:: DIRECTIONS FOR THIS TASK ::
Up to the line containing "the green button-up", nothing is kept; from that line through the end of the data below, output every line exactly.

[Stored data entries]
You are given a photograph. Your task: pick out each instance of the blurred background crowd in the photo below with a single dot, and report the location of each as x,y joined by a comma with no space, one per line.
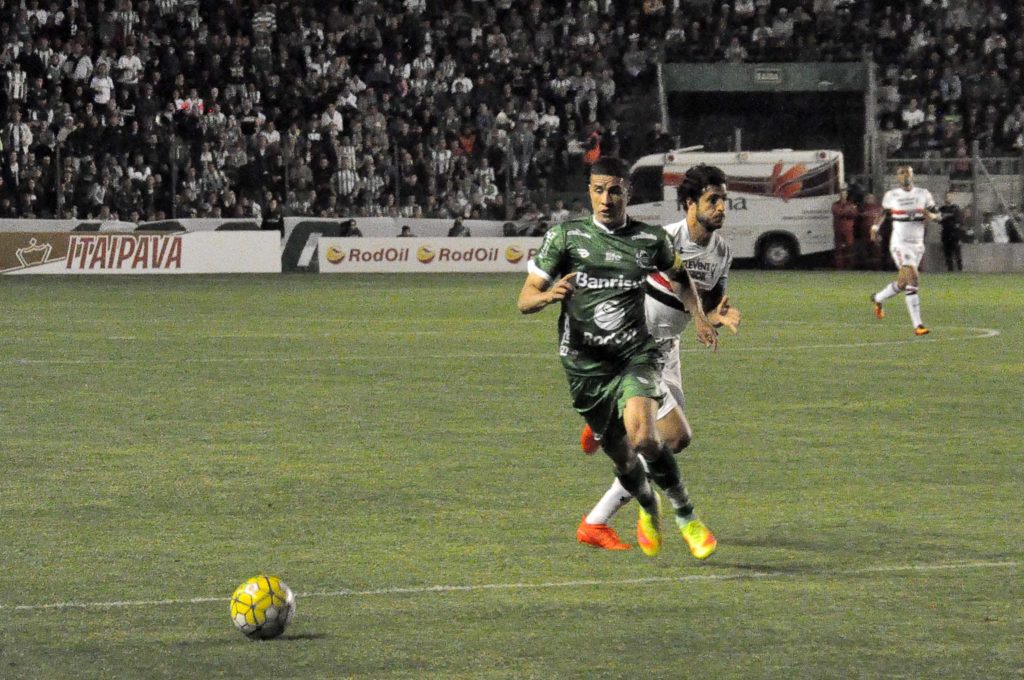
141,110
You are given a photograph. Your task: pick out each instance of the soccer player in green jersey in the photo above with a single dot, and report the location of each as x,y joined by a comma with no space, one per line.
595,269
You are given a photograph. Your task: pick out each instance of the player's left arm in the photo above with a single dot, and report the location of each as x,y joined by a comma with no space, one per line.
686,291
720,312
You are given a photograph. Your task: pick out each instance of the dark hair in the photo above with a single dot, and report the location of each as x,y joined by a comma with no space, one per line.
697,179
611,166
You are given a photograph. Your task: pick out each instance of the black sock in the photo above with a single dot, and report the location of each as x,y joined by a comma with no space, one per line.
635,481
665,472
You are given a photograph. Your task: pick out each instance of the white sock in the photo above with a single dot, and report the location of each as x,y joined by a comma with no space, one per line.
886,293
913,306
613,499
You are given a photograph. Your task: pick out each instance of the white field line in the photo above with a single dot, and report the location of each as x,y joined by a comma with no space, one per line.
640,581
971,334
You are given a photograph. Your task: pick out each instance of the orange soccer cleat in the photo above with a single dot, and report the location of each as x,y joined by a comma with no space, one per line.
600,536
589,441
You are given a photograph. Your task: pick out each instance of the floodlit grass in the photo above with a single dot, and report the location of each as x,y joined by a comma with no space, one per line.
400,451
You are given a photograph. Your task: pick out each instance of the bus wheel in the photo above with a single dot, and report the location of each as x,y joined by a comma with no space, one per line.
778,253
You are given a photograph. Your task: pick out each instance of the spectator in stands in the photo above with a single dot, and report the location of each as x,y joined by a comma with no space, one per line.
265,62
459,228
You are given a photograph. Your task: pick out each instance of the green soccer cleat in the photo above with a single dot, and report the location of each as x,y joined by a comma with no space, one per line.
699,539
649,529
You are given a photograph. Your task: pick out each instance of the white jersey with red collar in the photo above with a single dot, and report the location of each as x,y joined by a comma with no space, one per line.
708,266
907,208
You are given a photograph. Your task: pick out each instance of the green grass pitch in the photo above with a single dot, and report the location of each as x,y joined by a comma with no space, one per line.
400,451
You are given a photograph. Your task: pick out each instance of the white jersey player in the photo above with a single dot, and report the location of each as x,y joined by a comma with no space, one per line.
909,207
707,258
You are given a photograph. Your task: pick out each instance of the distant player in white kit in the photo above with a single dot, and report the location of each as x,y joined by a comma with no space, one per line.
707,258
909,207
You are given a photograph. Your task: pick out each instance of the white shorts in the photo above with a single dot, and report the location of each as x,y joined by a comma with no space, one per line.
906,254
672,381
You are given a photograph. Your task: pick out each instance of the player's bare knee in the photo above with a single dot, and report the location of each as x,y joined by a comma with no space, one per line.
680,441
649,448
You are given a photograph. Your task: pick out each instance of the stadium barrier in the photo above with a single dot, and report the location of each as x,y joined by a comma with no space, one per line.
440,255
29,247
300,251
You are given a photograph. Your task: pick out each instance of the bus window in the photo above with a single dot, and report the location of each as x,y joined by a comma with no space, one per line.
648,185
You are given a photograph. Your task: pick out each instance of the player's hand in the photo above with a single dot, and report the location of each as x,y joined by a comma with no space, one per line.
707,335
726,315
561,289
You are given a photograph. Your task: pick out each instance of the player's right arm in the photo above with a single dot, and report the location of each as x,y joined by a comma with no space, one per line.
544,286
537,294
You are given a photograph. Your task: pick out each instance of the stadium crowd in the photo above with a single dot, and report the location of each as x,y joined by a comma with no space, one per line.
138,110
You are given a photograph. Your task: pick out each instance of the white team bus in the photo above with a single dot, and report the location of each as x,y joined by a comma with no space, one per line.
779,201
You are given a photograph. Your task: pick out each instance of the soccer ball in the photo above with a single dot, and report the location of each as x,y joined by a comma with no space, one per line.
262,607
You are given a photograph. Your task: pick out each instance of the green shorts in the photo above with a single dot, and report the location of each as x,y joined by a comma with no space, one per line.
601,399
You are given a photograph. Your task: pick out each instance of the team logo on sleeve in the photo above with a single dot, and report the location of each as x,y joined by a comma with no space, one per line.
609,315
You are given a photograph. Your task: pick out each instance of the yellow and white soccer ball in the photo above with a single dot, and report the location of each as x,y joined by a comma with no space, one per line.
262,607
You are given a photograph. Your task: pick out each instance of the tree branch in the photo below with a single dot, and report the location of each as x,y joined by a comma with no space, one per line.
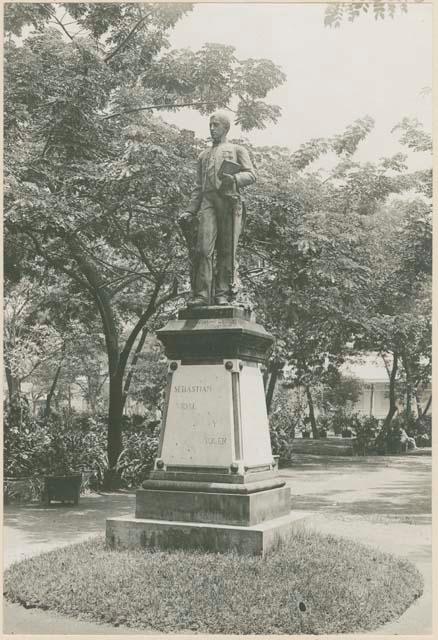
137,25
164,105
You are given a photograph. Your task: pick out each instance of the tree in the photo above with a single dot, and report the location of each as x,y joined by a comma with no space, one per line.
336,12
94,181
306,252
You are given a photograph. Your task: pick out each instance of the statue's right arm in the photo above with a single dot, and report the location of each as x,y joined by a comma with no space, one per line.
196,195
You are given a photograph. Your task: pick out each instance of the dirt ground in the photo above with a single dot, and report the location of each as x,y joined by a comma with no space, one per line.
381,501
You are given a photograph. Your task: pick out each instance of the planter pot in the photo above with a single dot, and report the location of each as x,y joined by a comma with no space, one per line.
62,488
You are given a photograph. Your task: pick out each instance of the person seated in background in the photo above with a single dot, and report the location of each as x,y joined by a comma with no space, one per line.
407,441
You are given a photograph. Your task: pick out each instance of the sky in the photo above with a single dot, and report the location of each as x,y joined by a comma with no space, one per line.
334,76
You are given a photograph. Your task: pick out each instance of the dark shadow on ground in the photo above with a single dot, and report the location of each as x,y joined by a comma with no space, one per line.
332,464
413,497
40,523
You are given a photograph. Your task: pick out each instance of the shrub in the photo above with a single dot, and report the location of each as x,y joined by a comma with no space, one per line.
52,446
366,429
25,445
137,457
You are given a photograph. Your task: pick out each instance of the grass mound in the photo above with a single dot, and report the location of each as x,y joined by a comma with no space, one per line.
312,584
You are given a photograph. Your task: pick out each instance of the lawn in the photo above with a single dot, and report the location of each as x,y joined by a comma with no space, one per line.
311,584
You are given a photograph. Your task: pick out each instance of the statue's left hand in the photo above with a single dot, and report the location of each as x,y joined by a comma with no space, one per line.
228,181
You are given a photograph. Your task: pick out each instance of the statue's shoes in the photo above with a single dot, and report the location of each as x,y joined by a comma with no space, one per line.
197,302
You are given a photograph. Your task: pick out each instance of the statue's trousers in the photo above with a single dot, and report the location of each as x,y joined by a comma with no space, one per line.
215,230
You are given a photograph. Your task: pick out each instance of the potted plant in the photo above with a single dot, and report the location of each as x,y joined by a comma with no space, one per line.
62,480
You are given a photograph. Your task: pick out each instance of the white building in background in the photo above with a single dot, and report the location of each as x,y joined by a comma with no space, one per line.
370,370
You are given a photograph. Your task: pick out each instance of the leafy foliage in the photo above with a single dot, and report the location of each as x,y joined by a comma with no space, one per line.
93,180
336,12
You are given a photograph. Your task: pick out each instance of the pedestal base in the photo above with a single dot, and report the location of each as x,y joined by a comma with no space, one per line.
213,508
127,532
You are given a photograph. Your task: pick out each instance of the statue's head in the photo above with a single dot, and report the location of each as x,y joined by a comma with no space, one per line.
219,125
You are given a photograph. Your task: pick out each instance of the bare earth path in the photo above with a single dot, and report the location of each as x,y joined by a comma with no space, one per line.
381,501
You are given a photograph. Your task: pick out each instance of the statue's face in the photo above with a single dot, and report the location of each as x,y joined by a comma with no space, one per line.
218,129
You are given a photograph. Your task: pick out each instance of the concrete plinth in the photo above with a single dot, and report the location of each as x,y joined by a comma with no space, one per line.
215,483
218,508
134,533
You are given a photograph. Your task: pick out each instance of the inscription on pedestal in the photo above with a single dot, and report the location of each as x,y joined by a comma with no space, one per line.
199,420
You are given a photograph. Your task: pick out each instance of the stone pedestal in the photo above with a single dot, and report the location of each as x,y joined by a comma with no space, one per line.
215,483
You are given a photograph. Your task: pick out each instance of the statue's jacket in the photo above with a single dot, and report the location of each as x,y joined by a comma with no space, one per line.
225,151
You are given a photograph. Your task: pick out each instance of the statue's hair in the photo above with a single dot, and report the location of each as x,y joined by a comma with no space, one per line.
223,117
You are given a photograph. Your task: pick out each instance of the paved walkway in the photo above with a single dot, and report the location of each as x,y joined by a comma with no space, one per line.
384,502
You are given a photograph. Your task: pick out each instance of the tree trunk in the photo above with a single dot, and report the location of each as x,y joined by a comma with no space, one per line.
418,404
14,386
52,391
392,398
427,407
134,361
275,369
408,390
311,411
115,415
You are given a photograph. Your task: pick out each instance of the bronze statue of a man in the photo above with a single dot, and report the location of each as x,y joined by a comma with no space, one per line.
222,171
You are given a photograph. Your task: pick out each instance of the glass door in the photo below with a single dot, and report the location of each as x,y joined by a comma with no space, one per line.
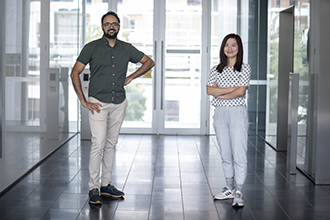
182,89
136,27
166,100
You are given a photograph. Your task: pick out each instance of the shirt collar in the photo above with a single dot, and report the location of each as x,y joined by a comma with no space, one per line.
104,39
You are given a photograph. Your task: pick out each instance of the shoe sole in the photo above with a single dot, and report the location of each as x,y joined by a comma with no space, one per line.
96,203
229,197
113,196
237,205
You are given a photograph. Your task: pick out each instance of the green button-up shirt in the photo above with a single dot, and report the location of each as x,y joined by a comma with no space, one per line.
108,67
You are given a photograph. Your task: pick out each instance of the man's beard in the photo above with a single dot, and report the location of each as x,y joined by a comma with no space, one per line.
106,34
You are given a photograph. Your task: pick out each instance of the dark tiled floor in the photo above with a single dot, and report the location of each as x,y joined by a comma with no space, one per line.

:: TASK SOLUTION ::
You are given a photograph. Your task: pick out each instance of the green button-up shirt in the photo above with a single dot, and report the location of each as x,y joined by a comma with no space, one per line.
108,67
You are given a photograph. Your task: pick out each instance of the man's beard in the photo above with a single dot, and report the location of each as x,y joined by a comma with no space, one per line.
106,34
You are given a photograph. Your task: pick out each instance of the dark tiled floor in the photo above with a single dot, and report the location of each as x,y joined by a comma with no space, one per line.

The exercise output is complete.